Dataset items
........
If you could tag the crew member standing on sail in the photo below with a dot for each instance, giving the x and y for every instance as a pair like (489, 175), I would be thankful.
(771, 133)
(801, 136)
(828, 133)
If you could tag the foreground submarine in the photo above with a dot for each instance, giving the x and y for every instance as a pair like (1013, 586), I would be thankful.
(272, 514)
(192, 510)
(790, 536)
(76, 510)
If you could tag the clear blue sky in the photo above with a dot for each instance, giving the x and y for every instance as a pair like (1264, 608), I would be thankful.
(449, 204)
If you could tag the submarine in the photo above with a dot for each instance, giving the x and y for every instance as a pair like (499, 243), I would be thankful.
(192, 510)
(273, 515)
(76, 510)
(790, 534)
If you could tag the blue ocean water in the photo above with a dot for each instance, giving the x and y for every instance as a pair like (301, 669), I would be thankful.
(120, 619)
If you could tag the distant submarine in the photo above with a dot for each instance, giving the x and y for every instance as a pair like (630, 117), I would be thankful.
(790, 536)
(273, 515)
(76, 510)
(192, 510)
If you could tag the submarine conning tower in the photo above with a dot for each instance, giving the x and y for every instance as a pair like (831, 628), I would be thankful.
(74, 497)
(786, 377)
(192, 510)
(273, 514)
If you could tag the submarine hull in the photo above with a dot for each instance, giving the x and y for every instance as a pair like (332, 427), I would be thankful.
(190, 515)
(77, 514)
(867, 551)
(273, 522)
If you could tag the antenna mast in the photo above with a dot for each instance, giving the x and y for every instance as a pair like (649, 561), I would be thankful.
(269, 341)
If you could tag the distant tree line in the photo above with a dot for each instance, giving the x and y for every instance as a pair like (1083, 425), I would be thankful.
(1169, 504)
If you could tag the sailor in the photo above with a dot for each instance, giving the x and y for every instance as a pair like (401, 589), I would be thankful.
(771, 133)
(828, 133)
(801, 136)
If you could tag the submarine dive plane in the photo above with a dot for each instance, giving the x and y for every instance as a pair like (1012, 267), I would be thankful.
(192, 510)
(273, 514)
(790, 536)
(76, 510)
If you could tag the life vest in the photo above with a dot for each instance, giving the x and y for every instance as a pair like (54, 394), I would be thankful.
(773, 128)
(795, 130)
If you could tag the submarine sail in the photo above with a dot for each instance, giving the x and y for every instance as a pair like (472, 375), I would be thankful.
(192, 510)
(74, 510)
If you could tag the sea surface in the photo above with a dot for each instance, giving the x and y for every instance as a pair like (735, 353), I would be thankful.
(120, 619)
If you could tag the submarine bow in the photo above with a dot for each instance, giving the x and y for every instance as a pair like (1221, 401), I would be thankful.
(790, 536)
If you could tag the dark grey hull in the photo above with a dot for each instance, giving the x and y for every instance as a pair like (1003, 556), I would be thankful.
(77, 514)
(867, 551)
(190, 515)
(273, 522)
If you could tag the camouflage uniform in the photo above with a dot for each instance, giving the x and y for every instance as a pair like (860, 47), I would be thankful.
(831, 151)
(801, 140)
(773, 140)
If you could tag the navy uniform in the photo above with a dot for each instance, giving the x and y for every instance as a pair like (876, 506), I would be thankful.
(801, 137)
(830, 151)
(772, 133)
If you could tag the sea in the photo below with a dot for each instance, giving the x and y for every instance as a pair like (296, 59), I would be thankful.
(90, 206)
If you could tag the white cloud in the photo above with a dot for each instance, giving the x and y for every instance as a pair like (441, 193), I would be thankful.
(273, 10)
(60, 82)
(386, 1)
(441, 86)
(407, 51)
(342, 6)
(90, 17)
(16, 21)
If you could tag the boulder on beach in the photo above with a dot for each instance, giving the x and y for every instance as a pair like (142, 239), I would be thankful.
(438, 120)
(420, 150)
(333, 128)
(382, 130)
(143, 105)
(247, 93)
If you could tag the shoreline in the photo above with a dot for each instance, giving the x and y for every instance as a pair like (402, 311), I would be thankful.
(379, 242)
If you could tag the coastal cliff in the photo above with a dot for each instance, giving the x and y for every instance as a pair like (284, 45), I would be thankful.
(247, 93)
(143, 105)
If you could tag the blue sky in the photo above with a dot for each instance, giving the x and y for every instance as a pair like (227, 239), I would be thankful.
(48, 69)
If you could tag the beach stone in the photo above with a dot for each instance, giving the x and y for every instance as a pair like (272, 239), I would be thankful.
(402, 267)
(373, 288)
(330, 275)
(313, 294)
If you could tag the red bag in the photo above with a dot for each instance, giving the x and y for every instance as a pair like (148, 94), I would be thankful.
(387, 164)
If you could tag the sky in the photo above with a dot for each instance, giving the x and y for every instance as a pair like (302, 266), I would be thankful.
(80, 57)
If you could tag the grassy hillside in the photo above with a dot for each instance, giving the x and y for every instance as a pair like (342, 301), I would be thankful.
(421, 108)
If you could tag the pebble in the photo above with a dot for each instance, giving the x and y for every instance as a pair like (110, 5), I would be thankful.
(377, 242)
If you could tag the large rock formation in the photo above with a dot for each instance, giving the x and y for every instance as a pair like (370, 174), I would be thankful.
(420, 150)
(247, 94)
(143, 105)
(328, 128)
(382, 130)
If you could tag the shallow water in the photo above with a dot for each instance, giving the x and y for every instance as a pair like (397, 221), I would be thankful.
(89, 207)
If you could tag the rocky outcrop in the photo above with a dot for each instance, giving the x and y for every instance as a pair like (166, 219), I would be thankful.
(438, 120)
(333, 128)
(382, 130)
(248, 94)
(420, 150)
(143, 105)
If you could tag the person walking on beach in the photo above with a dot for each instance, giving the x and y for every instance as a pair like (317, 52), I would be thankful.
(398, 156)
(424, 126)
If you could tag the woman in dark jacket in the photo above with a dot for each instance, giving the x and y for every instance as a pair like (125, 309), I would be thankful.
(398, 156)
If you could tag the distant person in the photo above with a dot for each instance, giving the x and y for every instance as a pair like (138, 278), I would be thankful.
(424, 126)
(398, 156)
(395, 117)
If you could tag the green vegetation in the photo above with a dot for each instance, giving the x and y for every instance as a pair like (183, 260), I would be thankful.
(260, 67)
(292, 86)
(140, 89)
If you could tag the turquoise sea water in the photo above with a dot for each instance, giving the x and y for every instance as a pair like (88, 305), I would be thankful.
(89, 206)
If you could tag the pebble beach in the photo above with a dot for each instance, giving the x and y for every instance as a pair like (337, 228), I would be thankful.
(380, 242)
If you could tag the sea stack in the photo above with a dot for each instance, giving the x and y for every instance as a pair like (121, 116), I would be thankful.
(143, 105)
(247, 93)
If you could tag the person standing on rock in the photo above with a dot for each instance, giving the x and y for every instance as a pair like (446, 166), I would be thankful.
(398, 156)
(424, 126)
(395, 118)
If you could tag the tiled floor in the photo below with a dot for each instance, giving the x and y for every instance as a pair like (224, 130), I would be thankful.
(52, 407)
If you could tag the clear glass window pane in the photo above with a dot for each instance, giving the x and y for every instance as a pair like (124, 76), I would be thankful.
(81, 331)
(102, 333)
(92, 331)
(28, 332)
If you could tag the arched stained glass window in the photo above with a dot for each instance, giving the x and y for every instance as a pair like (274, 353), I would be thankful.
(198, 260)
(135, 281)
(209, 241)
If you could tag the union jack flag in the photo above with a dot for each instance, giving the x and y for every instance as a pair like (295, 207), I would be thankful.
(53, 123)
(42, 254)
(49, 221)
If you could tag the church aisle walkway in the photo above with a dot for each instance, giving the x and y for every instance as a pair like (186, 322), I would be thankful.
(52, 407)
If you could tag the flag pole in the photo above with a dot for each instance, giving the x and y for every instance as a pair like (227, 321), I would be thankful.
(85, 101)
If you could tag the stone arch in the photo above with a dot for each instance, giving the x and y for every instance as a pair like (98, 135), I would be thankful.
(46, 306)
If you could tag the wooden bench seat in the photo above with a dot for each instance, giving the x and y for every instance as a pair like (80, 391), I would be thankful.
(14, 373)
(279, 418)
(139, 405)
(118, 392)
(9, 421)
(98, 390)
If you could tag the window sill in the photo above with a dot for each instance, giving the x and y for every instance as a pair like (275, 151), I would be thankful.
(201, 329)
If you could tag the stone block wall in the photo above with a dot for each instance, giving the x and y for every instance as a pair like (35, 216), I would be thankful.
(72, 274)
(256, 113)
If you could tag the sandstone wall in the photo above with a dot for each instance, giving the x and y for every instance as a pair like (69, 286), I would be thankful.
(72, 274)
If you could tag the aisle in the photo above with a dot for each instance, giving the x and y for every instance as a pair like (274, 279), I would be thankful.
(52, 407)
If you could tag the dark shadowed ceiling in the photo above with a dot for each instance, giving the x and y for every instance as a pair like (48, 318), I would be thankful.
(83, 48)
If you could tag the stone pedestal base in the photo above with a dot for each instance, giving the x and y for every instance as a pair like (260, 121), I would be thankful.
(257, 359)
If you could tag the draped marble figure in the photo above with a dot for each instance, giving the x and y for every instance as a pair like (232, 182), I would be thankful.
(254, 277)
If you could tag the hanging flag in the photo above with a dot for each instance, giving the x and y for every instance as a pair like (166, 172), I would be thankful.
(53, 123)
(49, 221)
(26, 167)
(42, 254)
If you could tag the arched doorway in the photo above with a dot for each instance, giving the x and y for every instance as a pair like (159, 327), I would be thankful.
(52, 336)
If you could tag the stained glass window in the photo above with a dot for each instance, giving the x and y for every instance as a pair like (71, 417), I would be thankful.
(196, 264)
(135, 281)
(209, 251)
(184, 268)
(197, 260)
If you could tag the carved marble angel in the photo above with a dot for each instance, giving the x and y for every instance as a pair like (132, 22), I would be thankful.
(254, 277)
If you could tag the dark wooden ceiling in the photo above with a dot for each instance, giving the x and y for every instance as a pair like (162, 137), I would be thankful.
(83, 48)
........
TASK:
Rewrite the rows from the line with "If you could tag the carved" through the end of the rows, replacing "marble" with "stone" and leaving everything else unchanged.

SOLUTION FOR THIS PROBLEM:
If you could tag the carved stone angel in the photo above with a dot for each instance, giving the x and y for every instance as a pair like (132, 22), I would be thankful.
(254, 277)
If you could tag the dark wooden ceiling in the photo above with a dot for each instance, giving the x and y for every instance as a pair like (162, 137), I would be thankful.
(83, 48)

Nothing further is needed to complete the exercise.